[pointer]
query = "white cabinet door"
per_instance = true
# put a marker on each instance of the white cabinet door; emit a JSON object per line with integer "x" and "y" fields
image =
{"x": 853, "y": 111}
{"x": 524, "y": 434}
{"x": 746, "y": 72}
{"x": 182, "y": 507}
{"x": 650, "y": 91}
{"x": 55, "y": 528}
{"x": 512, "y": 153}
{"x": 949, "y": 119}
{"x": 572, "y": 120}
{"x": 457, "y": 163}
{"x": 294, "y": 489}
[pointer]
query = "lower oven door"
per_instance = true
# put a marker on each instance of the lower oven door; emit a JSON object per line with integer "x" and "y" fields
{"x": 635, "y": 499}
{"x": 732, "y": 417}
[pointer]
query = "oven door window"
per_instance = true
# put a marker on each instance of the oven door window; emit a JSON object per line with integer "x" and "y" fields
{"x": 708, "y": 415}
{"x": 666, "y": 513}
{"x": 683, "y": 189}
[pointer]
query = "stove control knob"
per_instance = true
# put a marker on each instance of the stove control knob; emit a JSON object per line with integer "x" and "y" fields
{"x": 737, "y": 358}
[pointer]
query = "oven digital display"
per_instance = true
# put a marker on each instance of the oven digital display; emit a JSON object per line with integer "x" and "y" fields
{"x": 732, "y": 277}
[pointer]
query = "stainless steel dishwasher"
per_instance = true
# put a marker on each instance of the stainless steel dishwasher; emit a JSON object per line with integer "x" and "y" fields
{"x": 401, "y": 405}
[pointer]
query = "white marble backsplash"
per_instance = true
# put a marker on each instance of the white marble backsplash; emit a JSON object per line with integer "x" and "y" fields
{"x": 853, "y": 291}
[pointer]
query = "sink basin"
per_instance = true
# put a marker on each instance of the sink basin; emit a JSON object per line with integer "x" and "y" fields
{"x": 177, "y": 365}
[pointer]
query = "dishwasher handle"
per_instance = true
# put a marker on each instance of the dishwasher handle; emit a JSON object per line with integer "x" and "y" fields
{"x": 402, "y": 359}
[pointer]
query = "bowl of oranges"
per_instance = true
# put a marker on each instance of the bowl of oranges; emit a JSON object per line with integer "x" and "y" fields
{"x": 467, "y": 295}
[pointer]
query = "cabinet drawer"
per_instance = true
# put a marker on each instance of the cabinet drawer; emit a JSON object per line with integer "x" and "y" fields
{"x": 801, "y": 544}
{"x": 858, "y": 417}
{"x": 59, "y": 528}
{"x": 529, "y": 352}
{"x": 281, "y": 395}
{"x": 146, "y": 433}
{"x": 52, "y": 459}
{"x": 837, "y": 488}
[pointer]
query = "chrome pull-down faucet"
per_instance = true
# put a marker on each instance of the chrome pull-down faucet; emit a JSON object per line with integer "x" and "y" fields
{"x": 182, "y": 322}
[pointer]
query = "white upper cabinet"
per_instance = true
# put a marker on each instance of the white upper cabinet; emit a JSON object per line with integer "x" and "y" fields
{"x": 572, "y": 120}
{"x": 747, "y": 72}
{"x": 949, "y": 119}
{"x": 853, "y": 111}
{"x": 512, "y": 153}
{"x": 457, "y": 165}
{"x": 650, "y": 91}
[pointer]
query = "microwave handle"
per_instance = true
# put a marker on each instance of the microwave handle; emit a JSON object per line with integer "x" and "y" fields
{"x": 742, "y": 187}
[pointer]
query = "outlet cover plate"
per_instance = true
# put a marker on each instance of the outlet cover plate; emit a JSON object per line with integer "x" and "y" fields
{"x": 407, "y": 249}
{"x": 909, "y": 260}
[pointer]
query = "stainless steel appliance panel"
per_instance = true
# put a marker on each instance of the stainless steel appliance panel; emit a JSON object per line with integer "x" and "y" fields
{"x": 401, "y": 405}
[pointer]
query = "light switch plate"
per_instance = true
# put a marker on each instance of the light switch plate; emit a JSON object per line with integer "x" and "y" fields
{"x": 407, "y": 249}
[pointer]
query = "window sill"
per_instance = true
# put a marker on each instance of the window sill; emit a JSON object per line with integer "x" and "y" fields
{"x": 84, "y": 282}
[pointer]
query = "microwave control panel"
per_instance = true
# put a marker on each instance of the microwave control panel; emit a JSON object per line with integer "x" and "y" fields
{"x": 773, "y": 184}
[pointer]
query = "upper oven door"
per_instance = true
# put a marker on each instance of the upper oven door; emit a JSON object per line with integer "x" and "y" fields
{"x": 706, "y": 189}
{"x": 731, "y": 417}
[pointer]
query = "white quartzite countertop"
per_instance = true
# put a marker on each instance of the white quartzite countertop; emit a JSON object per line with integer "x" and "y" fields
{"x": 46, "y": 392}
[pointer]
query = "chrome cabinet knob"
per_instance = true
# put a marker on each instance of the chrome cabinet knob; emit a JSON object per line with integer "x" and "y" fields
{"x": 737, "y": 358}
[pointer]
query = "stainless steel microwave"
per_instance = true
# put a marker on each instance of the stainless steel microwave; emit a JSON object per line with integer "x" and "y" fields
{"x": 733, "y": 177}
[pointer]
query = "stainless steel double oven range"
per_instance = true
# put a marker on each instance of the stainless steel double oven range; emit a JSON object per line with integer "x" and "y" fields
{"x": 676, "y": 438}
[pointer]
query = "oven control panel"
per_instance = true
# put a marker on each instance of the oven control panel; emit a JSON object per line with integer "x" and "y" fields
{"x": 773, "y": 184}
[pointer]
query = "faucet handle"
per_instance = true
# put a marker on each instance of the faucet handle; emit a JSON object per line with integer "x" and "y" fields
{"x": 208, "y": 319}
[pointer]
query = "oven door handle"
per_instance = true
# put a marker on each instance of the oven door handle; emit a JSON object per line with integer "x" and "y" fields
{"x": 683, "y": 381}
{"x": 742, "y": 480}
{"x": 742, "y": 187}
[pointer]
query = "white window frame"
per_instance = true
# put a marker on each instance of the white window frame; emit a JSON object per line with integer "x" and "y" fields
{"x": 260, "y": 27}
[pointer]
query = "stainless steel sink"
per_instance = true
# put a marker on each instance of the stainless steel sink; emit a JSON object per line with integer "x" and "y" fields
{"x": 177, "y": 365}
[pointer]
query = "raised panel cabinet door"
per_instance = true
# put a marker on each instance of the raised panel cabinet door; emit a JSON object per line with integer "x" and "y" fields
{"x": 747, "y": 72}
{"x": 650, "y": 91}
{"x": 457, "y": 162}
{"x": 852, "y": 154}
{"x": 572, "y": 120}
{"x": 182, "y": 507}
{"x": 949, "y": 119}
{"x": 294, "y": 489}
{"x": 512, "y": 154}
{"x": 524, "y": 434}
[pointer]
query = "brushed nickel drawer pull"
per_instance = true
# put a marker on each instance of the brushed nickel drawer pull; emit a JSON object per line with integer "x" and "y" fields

•••

Extract all of the data shown above and repeat it verbatim.

■ **EXPECTED ANSWER**
[pointer]
query = "white cabinet door"
per_instance = true
# put a marker on each instance of the white cabinet door; emit a JSON object per line with integer "x" and "y" fields
image =
{"x": 853, "y": 111}
{"x": 524, "y": 434}
{"x": 746, "y": 72}
{"x": 182, "y": 507}
{"x": 650, "y": 91}
{"x": 55, "y": 528}
{"x": 512, "y": 153}
{"x": 949, "y": 119}
{"x": 572, "y": 120}
{"x": 457, "y": 163}
{"x": 294, "y": 489}
[pointer]
query = "lower oven door"
per_instance = true
# put a marker on each instance of the lower oven door; emit a JSON object per line with integer "x" and "y" fields
{"x": 635, "y": 499}
{"x": 732, "y": 417}
[pointer]
query = "oven door window"
per_instance = true
# put a marker on each instance of the oven door window; emit a JSON object per line with integer "x" and "y" fields
{"x": 708, "y": 415}
{"x": 666, "y": 513}
{"x": 683, "y": 189}
[pointer]
query = "stove control knob"
per_instance = true
# put a marker on each instance of the stove control knob; emit a JSON object per line with integer "x" and "y" fields
{"x": 737, "y": 358}
[pointer]
query = "oven digital display"
per_instance = true
# put a marker on each instance of the oven digital display; emit a JSON object per line with integer "x" and "y" fields
{"x": 732, "y": 277}
[pointer]
query = "stainless steel dishwasher"
per_instance = true
# put a marker on each instance of the stainless steel dishwasher; emit a JSON object per line with integer "x" and "y" fields
{"x": 401, "y": 405}
[pointer]
query = "white marble backsplash"
per_instance = true
# put a marker on each instance of the white marble backsplash; emit a JSON object per line with integer "x" and "y" fields
{"x": 853, "y": 291}
[pointer]
query = "sink basin"
per_instance = true
# put a marker on each instance of the sink basin; emit a JSON object per line with integer "x" and "y" fields
{"x": 177, "y": 365}
[pointer]
query = "dishwasher handle"
per_instance = true
# put a marker on each instance of the dishwasher handle; emit a JSON object per line with integer "x" and "y" fields
{"x": 402, "y": 359}
[pointer]
query = "bowl of oranges"
per_instance = true
# put a marker on each instance of the bowl of oranges; emit a JSON object per line with integer "x" and "y" fields
{"x": 467, "y": 295}
[pointer]
query = "cabinet drawer"
per_instance = true
# put a marker on each instance of the cabinet drawer; emit a JSON object per line with integer "x" and "y" fields
{"x": 801, "y": 544}
{"x": 858, "y": 417}
{"x": 59, "y": 528}
{"x": 529, "y": 352}
{"x": 281, "y": 395}
{"x": 146, "y": 433}
{"x": 52, "y": 459}
{"x": 837, "y": 488}
[pointer]
query = "chrome pull-down faucet"
per_instance = true
# put a marker on each instance of the chrome pull-down faucet; emit a JSON object per line with integer "x" and "y" fields
{"x": 182, "y": 322}
[pointer]
query = "white upper cabinet"
per_instance = true
# put a marker on each instance of the white upper cabinet; emit a JSON object per line with integer "x" and "y" fields
{"x": 572, "y": 120}
{"x": 747, "y": 72}
{"x": 949, "y": 119}
{"x": 853, "y": 111}
{"x": 512, "y": 153}
{"x": 457, "y": 165}
{"x": 650, "y": 91}
[pointer]
query = "microwave handle"
per_instance = true
# put a marker on each instance of the microwave handle; emit a JSON object per line with integer "x" and "y" fields
{"x": 742, "y": 187}
[pointer]
query = "outlet cover plate"
per_instance = true
# put a marker on each instance of the outlet cover plate; emit a JSON object per line with integer "x" and "y" fields
{"x": 407, "y": 249}
{"x": 909, "y": 260}
[pointer]
query = "stainless steel appliance panel"
per_instance = true
# put a marker on each instance of the stainless steel appliance panel; emit a JSON object per line with integer "x" and "y" fields
{"x": 401, "y": 405}
[pointer]
query = "light switch plate"
per_instance = true
# put a marker on each instance of the light switch plate; emit a JSON object per line with integer "x" and "y" fields
{"x": 407, "y": 249}
[pointer]
query = "window sill"
per_instance = true
# put a marker on each instance of the window sill; emit a JSON object per line with integer "x" and "y" fields
{"x": 84, "y": 282}
[pointer]
query = "microwave control panel"
per_instance = true
# put a marker on each instance of the microwave control panel; emit a JSON object per line with integer "x" and "y" fields
{"x": 773, "y": 184}
[pointer]
query = "upper oven door"
per_instance = true
# put a marker on each instance of the upper oven door; emit a JSON object per line with integer "x" and "y" fields
{"x": 706, "y": 189}
{"x": 731, "y": 417}
[pointer]
query = "white quartzite countertop"
per_instance = true
# put a marker on each instance of the white quartzite countertop; emit a JSON object per line with integer "x" and "y" fields
{"x": 46, "y": 392}
[pointer]
query = "chrome cabinet knob"
per_instance = true
# put a marker on each instance of the chrome cabinet knob; emit a JSON object per line with integer "x" and "y" fields
{"x": 737, "y": 358}
[pointer]
query = "stainless steel microwave"
per_instance = true
# put a marker on each instance of the stainless steel microwave; emit a JSON object per line with integer "x" and "y" fields
{"x": 733, "y": 177}
[pointer]
query = "stainless steel double oven range"
per_instance = true
# put a marker on each instance of the stainless steel double oven range; emit a JSON object per line with integer "x" and "y" fields
{"x": 676, "y": 438}
[pointer]
query = "oven control panel"
per_instance = true
# put a marker on each instance of the oven control panel; emit a JSON object per line with integer "x" and "y" fields
{"x": 773, "y": 184}
[pointer]
query = "faucet handle"
per_instance = true
# put a marker on each instance of the faucet handle; emit a JSON object per line with integer "x" and "y" fields
{"x": 208, "y": 319}
[pointer]
query = "oven door handle"
per_instance = true
# put a marker on each instance of the oven door handle; emit a JSON object per line with integer "x" and "y" fields
{"x": 683, "y": 381}
{"x": 742, "y": 480}
{"x": 742, "y": 187}
[pointer]
query = "white window frame"
per_instance = true
# put a marker on each instance of the white window frame; emit a JSON object per line with integer "x" and "y" fields
{"x": 260, "y": 27}
[pointer]
query = "stainless steel sink"
per_instance = true
# put a marker on each instance of the stainless steel sink; emit a JSON object per line with integer "x" and "y" fields
{"x": 177, "y": 365}
[pointer]
query = "raised panel cabinet door"
per_instance = true
# put a marker on each instance of the raised panel cabinet door; emit a JSON object per line with integer "x" and "y" fields
{"x": 747, "y": 72}
{"x": 650, "y": 91}
{"x": 457, "y": 162}
{"x": 852, "y": 154}
{"x": 572, "y": 120}
{"x": 182, "y": 507}
{"x": 949, "y": 119}
{"x": 294, "y": 489}
{"x": 512, "y": 154}
{"x": 524, "y": 434}
[pointer]
query = "brushed nickel drawer pull"
per_instance = true
# put a marker on each instance of the brushed nickel drawer pull; emit a JSON object per line with integer "x" and "y" fields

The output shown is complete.